(Point annotation records)
==================================================

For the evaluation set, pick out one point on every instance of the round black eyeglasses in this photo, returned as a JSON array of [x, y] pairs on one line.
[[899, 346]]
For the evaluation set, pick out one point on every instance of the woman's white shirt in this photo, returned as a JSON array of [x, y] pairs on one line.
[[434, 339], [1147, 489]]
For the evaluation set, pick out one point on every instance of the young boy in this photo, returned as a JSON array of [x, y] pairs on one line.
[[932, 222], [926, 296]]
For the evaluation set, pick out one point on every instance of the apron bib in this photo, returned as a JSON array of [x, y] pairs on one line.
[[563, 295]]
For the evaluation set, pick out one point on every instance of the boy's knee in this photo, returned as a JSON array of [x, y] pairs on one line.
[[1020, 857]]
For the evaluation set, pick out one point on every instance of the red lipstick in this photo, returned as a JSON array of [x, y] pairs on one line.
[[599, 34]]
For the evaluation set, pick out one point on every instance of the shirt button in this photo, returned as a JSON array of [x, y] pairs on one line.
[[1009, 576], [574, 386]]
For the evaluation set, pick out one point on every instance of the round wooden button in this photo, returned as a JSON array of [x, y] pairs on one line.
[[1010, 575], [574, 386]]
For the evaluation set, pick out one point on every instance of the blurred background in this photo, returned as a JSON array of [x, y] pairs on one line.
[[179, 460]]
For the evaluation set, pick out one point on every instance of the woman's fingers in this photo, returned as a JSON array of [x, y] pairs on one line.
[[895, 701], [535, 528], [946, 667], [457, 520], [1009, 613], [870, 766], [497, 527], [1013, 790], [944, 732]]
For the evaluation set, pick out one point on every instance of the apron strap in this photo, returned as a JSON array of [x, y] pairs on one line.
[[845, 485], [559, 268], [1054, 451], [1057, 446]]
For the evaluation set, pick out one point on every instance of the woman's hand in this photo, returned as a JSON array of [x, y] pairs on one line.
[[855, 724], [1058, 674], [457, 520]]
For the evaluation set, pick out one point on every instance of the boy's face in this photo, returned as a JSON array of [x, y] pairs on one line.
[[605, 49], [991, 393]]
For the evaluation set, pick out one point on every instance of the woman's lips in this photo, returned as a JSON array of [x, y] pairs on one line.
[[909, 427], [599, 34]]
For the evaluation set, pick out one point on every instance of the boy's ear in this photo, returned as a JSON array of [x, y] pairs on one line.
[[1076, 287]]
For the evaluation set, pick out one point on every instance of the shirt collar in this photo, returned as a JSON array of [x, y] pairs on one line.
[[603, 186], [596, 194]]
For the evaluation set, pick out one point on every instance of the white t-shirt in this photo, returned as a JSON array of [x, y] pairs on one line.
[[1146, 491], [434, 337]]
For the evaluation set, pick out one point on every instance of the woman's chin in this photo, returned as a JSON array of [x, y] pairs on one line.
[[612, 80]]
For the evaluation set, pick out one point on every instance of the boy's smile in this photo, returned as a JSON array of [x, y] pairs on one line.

==================================================

WORK TO DO:
Write the complete data out, exactly as above.

OUTPUT:
For the evaluation set, pick out one point on every instance of the round black eyeglasses in this photo, returned as a JSON array of [x, y] pairs on one line.
[[899, 346]]
For the evaluation set, pick out one point on every instance of the woman's white shirt in this photo, returned as a JSON array of [x, y] pairs on one line.
[[434, 339], [1147, 489]]
For the evaluation set, pick out one point on every instance of the young boy in this photo, returned as a JSON array of [x, y] pairs on one line.
[[932, 222], [926, 296]]
For the evaluation set, pick out one point on every instance of the apron bib in this photo, returned as a JSON array of [x, y] pairs on one line.
[[563, 295]]
For the evaluation set, pick out one point on every instance of the boy's knee in this photo, returned as a JSON array of [x, y] pairs on one line.
[[1020, 857]]
For the evaluation set, pick out one point on every instance of the red lipstick in this photo, returned as a JSON array of [x, y] pairs on one line.
[[599, 34]]
For the evaluation set, pick out one point on every instance of the shirt button in this photo, returned as a JSON array of [x, y] pairs on one line.
[[1009, 576], [574, 386]]
For the evaluation set, pick out one point on every instance of the round wooden button in this photo, returned as a JSON array of [x, y] pairs on one line.
[[1010, 575], [574, 386]]
For the evaluation set, pick out one point on every instance of the blurred background in this photo, returned as a JSON array of [x, y] pairs on one line.
[[179, 460]]
For the evaluation set, pick out one point on every instance of the woman's fingers in this photo, returned as a JSON array of [x, y] pairs on one line.
[[895, 701], [535, 528], [946, 667], [457, 520], [1009, 613], [870, 766], [497, 527], [1013, 790], [944, 732]]
For the evaluation set, pick out one point on every instance of the apron strap in this photo, returned as a JSON array of [x, y] pairs on one line.
[[845, 485], [559, 268], [1054, 451], [1057, 446]]
For the evaluation set, pick out one point on every instance of the woman's hand in this photo, returned as a JSON array of [x, y] pairs on one line.
[[855, 724], [1058, 674], [457, 520]]
For the evaluation set, pick out one point on every instance of the boy's face in this photo, returned as a JSON array of [x, y] pairs on one line.
[[605, 49], [991, 393]]
For the evaluation set, pick out one point on every instance of the woman's lips in this photo, returned as a JSON array of [x, y] pairs on one line.
[[909, 427], [599, 34]]
For the evaluation set, pick out one point on every instance of the boy's ear in this photo, returned as a JSON array of [x, y] pairs on one line.
[[1076, 287]]
For the evaluation set, pick out one point on every instance of the shirt collar in this photo, returned as a JSON array of [x, y] pairs on one line.
[[603, 186], [596, 194]]
For the evaluation set, pick out one point on every instance of the white t-shirt in this photo, returned as a JSON array of [x, y] pairs on one line.
[[1146, 491], [434, 337]]
For the evaluation set, pick out one point on every instance of the woman's chin in this photo, returned as a JSON array of [x, y] pairs on one line.
[[612, 80]]
For the evaluation set, pick out one point on every instance of the boy's smile in this photo, returned as a JSON array of [x, y] pairs on one line.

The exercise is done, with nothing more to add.